#### SUPPLIED TEXT
--------------------------------

History Taking: Use patient history to understand if your clinical results will be accurate or skewed in some way. Understand what time the patient took out the lenses in the morning, how long they slept with them, and how many consecutive nights the current set of lenses have been worn. These are all important factors that will directly impact the results you see in the exam room.

Topography: Topography is critical to assess the changes that are made to the cornea overnight in a closed-eye environment; it is the standard of care. The most critical topographical assessments come from the difference (subtractive) maps (both tangential and axial) using a good baseline image. Be sure to use the tangential map to assess centration of lens overnight (along with centration of treatment zone) and watch for central islands. Axial maps are best used for determining initial corneal astigmatism and treatment zone size/location.

Refraction: Refraction can be tricky on an OrthoK patient, as autorefraction often yields erroneous values. It is good practice to use the difference in axial and refractive topography maps to get an estimate of how much the prescription has changed in diopters on the visual axis from baseline.

Slit Lamp Exam and FL Pattern Assessment: Use this to check corneal integrity after wearing lenses overnight. Ensure that the epithelial health is proper without staining or other adverse effects. The FL lens pattern will help you determine apical clearance, tear exchange, and peripheral corneal alignment.

Troubleshooting Corneal Topographies
High Riding: This is typically caused by a lens fit that is too “flat” and a sagittal depth that is too shallow.

--------------------------------

#### DATASET EXTRACT
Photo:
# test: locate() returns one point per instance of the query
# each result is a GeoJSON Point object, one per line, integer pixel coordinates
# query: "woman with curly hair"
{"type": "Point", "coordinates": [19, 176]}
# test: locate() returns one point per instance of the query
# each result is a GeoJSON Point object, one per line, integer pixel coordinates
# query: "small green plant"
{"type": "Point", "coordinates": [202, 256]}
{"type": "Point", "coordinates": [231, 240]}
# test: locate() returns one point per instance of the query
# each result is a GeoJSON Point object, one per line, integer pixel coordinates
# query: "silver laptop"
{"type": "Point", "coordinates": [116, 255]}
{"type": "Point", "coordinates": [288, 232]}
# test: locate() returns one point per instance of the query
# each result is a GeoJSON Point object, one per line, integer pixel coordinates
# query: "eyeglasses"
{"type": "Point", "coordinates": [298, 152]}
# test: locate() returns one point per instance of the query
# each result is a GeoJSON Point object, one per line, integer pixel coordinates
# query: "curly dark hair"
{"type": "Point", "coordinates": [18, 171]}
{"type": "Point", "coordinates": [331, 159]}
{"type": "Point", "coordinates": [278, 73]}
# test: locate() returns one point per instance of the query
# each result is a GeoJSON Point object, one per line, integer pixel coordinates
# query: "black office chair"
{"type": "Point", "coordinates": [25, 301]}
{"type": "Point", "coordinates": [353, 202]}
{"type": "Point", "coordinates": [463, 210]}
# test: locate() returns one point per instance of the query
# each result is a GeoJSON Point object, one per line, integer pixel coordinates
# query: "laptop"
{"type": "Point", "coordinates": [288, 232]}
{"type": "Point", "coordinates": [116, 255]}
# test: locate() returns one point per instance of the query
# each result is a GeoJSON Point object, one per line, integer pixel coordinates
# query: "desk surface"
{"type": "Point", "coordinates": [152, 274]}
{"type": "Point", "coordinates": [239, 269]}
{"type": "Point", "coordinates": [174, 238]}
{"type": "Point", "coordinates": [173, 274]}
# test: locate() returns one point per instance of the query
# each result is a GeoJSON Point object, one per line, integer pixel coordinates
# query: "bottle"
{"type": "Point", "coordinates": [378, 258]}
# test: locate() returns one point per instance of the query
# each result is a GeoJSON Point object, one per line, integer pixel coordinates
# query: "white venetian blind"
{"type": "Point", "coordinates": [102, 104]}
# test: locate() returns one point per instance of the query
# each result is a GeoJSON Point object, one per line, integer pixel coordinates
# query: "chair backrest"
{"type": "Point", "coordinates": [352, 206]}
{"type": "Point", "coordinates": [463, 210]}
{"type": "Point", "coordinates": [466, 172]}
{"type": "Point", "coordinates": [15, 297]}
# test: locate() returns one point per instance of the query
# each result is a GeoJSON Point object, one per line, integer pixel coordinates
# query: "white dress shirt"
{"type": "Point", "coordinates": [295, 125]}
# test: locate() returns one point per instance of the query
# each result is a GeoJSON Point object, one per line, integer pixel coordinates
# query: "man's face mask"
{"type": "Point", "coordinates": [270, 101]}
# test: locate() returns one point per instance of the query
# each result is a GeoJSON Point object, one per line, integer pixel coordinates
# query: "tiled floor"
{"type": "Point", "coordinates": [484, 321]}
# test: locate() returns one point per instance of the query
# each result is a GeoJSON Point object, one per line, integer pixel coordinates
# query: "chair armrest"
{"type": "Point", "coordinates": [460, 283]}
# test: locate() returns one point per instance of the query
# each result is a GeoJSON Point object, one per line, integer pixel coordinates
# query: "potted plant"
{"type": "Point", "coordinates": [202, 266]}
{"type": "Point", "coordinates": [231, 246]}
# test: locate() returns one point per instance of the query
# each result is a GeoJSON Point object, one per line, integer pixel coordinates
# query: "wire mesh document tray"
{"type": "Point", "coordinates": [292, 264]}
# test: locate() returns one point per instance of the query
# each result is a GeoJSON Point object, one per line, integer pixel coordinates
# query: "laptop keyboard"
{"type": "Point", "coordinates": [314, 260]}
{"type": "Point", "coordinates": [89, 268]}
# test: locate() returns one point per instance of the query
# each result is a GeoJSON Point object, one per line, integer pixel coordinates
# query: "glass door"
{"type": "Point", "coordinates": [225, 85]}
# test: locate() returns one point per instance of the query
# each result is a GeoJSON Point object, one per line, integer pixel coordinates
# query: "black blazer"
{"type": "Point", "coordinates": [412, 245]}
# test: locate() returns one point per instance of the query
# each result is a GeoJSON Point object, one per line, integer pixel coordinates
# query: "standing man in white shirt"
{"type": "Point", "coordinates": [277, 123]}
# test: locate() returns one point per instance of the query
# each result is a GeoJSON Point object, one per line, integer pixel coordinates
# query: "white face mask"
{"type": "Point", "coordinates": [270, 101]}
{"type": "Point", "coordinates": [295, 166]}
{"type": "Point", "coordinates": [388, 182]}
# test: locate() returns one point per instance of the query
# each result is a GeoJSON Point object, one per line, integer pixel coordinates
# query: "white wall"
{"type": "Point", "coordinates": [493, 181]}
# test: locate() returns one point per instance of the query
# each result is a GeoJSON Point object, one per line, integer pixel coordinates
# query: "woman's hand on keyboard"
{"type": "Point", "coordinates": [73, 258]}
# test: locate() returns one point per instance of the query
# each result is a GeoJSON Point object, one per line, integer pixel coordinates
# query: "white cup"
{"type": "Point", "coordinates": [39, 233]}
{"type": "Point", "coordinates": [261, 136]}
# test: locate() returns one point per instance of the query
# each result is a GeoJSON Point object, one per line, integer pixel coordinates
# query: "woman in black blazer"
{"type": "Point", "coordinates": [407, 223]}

--------------------------------

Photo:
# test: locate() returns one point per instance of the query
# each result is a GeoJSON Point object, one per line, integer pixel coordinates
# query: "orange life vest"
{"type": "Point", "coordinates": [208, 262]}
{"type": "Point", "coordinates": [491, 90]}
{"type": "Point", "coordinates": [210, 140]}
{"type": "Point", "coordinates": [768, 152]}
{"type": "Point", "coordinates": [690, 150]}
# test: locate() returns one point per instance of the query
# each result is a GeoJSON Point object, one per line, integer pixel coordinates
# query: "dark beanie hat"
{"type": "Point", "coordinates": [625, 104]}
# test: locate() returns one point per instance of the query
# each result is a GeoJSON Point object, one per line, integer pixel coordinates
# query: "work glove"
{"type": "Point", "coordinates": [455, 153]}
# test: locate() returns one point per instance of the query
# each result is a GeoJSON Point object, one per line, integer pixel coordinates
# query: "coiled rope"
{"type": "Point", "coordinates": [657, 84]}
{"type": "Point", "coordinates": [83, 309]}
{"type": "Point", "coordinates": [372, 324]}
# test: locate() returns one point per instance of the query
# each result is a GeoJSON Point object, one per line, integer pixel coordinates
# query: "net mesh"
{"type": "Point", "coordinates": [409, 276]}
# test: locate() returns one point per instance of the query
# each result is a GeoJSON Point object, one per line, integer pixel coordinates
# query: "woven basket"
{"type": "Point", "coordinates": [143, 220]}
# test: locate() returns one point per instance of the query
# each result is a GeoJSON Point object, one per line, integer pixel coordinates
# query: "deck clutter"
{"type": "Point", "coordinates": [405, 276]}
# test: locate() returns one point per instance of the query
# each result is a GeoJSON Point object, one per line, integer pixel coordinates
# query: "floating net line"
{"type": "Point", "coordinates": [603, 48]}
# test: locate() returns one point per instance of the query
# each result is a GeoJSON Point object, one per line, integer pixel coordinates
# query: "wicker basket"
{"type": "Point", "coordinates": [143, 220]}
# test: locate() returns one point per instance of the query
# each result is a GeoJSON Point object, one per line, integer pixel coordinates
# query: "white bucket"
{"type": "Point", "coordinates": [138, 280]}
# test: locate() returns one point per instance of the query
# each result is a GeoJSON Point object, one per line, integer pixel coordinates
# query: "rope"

--------------------------------

#### EXERCISE AIM
From the orthokeratology exam text, copy the passage starting at "Topography: Topography is" and ending at "treatment zone size/location.", word for word.

#### SOLUTION TO THIS EXERCISE
Topography: Topography is critical to assess the changes that are made to the cornea overnight in a closed-eye environment; it is the standard of care. The most critical topographical assessments come from the difference (subtractive) maps (both tangential and axial) using a good baseline image. Be sure to use the tangential map to assess centration of lens overnight (along with centration of treatment zone) and watch for central islands. Axial maps are best used for determining initial corneal astigmatism and treatment zone size/location.